§ **WORK TO BE COMPLETED**:
Give back every line of the material exactly, as it appears below.
********
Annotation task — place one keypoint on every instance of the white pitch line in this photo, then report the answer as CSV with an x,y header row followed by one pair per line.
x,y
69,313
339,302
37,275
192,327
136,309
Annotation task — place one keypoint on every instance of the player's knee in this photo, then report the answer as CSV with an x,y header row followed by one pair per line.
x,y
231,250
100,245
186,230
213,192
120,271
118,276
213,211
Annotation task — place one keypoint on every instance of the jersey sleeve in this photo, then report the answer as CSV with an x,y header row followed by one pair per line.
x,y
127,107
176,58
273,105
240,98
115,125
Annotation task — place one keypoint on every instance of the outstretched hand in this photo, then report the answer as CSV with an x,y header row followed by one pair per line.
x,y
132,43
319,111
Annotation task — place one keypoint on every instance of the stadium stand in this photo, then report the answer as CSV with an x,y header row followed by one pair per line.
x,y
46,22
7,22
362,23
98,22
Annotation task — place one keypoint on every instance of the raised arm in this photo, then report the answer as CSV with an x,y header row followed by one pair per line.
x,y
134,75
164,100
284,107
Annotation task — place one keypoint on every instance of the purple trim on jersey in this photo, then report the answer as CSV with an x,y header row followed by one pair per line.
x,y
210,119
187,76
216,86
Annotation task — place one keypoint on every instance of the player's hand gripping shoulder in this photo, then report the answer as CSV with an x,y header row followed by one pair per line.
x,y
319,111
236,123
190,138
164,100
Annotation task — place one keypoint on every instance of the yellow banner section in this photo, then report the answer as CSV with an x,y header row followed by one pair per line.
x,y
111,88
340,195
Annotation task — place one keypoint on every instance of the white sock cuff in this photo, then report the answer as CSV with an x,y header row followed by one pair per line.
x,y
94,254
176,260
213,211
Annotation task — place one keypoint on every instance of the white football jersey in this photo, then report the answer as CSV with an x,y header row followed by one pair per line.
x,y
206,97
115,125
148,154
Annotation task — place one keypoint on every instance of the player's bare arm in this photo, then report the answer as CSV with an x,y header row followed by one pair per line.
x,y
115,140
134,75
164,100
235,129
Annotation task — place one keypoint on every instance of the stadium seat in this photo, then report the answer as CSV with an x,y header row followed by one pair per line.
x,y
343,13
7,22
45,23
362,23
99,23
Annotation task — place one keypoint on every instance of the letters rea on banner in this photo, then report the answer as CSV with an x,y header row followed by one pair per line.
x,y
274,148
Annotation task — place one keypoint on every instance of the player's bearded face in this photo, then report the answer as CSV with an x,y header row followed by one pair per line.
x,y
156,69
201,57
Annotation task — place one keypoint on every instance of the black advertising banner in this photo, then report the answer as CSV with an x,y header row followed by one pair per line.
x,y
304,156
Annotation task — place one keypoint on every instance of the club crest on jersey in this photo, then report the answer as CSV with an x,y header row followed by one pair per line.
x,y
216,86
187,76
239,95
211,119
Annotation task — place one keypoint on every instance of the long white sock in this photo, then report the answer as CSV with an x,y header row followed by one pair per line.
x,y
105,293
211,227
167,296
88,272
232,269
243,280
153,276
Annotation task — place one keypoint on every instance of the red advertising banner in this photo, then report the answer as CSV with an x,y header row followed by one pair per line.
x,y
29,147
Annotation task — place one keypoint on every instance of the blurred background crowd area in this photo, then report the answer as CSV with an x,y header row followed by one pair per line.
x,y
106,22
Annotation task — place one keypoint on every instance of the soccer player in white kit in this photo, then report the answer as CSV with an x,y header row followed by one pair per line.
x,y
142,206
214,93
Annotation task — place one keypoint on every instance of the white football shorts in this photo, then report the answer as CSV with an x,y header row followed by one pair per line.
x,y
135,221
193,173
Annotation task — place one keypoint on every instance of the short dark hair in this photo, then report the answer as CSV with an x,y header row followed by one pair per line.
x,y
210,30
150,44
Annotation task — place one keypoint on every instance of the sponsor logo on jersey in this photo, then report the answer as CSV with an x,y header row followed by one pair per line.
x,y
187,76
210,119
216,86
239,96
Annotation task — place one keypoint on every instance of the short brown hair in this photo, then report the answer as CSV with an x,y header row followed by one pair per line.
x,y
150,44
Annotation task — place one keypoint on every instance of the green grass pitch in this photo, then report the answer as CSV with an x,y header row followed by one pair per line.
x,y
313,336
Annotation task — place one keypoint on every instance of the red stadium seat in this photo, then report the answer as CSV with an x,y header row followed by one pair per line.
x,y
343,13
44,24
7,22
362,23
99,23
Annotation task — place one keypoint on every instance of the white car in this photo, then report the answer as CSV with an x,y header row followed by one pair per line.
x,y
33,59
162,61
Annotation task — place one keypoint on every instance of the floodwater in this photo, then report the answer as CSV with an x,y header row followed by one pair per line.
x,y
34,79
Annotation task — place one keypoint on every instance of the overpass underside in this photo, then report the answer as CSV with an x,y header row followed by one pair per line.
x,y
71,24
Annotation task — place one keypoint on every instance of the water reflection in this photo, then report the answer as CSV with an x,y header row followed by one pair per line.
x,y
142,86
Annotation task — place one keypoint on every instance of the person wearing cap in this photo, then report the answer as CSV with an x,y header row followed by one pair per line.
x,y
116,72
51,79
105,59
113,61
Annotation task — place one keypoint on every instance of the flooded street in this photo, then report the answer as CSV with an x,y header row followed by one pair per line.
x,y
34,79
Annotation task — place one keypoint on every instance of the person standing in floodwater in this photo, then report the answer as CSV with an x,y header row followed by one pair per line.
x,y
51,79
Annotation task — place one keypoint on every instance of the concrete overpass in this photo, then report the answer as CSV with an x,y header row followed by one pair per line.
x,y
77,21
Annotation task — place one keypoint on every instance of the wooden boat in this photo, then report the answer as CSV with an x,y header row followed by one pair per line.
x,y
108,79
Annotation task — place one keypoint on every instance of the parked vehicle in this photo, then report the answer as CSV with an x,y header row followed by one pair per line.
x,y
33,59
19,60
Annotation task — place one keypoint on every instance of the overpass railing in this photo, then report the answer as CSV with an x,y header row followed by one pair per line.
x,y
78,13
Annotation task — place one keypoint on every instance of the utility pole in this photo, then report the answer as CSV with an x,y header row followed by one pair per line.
********
§ **ANSWER SPACE**:
Annotation task — place one keypoint on every instance of the white pitch line in this photo, then report the answer as CSV with an x,y header row followed by one pair per line.
x,y
69,313
339,302
37,275
192,327
136,309
Annotation task — place one keypoint on every instance of the player's knee in this photo, then report the answer as CSV with an x,y header row followed by one pair per line.
x,y
231,250
100,245
186,230
213,192
120,271
118,276
213,211
Annotation task — place one keypoint on every instance of the jersey sleeve in this photo, then report the answer as CSV with an x,y header row followed by one pair per line.
x,y
127,107
176,58
273,105
240,98
115,125
Annotation task — place one keypoint on every instance of the outstretched hand in this photo, then report the answer as CSV with an x,y header row followed by one pair per line.
x,y
132,43
319,111
Annotation task — place one keypoint on every instance of the stadium stand in this photo, then report the answer as CSV with an x,y header row followed by one pair per line.
x,y
46,22
7,22
362,23
98,22
Annotation task — place one keypoint on every instance of the raised arm in this photo, then report the answer as CSV with an x,y header row followed by one pair per line.
x,y
134,75
164,100
284,107
Annotation task — place one keypoint on every instance of the purple trim on jersey in this photo, then report the answer as CSV with an x,y header row followed by one pair per line.
x,y
210,119
187,76
216,86
Annotation task — place one keypoint on every instance of the player's hand gripping shoulder in this photo, then report the answer as CSV with an x,y header row followed by one pair per line.
x,y
319,111
236,123
190,138
164,100
Annotation task — place one keypoint on every instance of the yellow banner section in this photo, then report the answer as CSV with an x,y header row followed by one pair per line.
x,y
111,88
340,195
Annotation task — place one keypoint on every instance of the white sock cuff in this photo, then report the answer as CSV with an x,y header row followed by one pair per line.
x,y
94,254
176,260
213,211
Annotation task — place one keypoint on every instance of the white football jersey in this photo, then report the answer as CSV with an x,y header row followed by one pair per line.
x,y
206,97
115,125
148,154
Annotation task — place one keypoint on every instance of the player's bare arm in this photo, then report the answer as CSV with an x,y header row followed by one pair per line.
x,y
115,140
134,75
164,100
235,129
Annotation task — place one keypoint on every instance of the stadium seat in this photo, then report the answer as CSV with an x,y header row followed by one pair per line.
x,y
343,13
7,22
45,23
362,23
99,23
Annotation task — place one keypoint on every instance of the letters rea on banner in this photo, then report the answer as CSV with an x,y header row followed by one pair per line.
x,y
274,148
Annotation task — place one keypoint on every instance of the player's bearded face in this photo, then report the answer as CSV with an x,y header row followed by one pair per line.
x,y
156,69
201,57
Annotation task — place one keypoint on every instance of the black advertising banner in this photo, then report the answer as CSV with an x,y header row followed by one pair per line.
x,y
304,156
Annotation task — place one keypoint on every instance of the club crest on jersey in this photo, then report the answer as CSV with an x,y header row followed by one pair per line.
x,y
216,86
187,76
239,95
211,119
Annotation task — place one keypoint on every instance of the long white sock in this photo, then report the answer as CSV with an x,y header row followed by one pair per line.
x,y
105,293
211,227
167,296
88,272
232,269
243,280
153,276
Annotation task — place one keypoint on every instance of the red advertising banner in this photo, then report the answer as CSV with an x,y header row followed by one pair per line.
x,y
29,147
Annotation task — place one keypoint on every instance of the blurred background crowd area in this photo, then report the answer as CSV with an x,y header row followed by one pair per line.
x,y
106,22
Annotation task — place one keypoint on every instance of the soccer player in white kit in this photo, then report the answer as CSV with an x,y header row followed by one pair per line.
x,y
142,206
214,93
Annotation task — place one keypoint on every instance of the white football shorts in this photo, then report the answer as CSV with an x,y header row followed by one pair per line.
x,y
135,221
193,173
Annotation task — place one keypoint on every instance of the short dark hair in this photo, then report the answer as CSV with an x,y header row followed by one pair per line.
x,y
210,30
150,44
Annotation task — place one keypoint on every instance of the sponsor logo on jersey in this photo, then report the answer as CSV with an x,y header row followed by one pair per line.
x,y
187,76
210,119
216,86
239,96
Annotation task — place one keypoint on every instance of the short brown hair in this photo, then report the answer as CSV with an x,y header row followed by one pair per line.
x,y
150,44
Annotation task — place one keypoint on every instance of the green grass pitch in this photo, then report the answer as CSV with an x,y header row followed by one pair per line.
x,y
313,336
Annotation task — place one keypoint on every instance of the red stadium seat in this photo, then report the answer as CSV with an x,y header row followed by one pair per line.
x,y
343,13
44,24
7,22
362,23
99,23
Annotation task — place one keypoint on every instance of the white car in this photo, then report the answer as CSV with an x,y header row followed by one pair per line.
x,y
33,59
162,61
Annotation task — place one keypoint on every instance of the floodwater in this photo, then report the answer as CSV with an x,y header row followed by one pair per line.
x,y
34,79
Annotation task — place one keypoint on every instance of the overpass underside in this photo, then report the answer as CSV with an x,y header row followed by one pair per line.
x,y
71,24
Annotation task — place one keypoint on every instance of the water reflection in this photo, then report the answer as CSV with an x,y header row followed by one pair per line.
x,y
142,86
Annotation task — place one keypoint on every instance of the person wearing cap in this photo, then report the answer as CSV with an x,y header row followed by one pair per line.
x,y
116,72
51,79
105,59
113,61
Annotation task — place one keypoint on every instance of the flooded street in this photo, then report the answer as CSV with an x,y header row followed by one pair per line.
x,y
34,79
Annotation task — place one keypoint on every instance of the person standing in floodwater in this photo, then report the answer as CSV with an x,y header row followed by one pair per line.
x,y
51,79
Annotation task — place one keypoint on every instance of the concrete overpass in this photo, then report the answer as CSV with an x,y header row followed by one pair per line.
x,y
77,21
Annotation task — place one keypoint on every instance of the wooden boat in this photo, then report the answer as CSV with an x,y header row followed by one pair per line.
x,y
108,79
Annotation task — place one keypoint on every instance of the parked vehicle in this photo, then report the answer as CSV with an x,y header row followed by one pair per line.
x,y
33,59
19,60
Annotation task — place one keypoint on every instance of the overpass railing in this photo, then report the answer as CSV with an x,y header row followed by one pair per line.
x,y
78,13
Annotation task — place one keypoint on every instance of the utility pole in this photo, then report the answer as CSV with an x,y header row followed by one pair per line.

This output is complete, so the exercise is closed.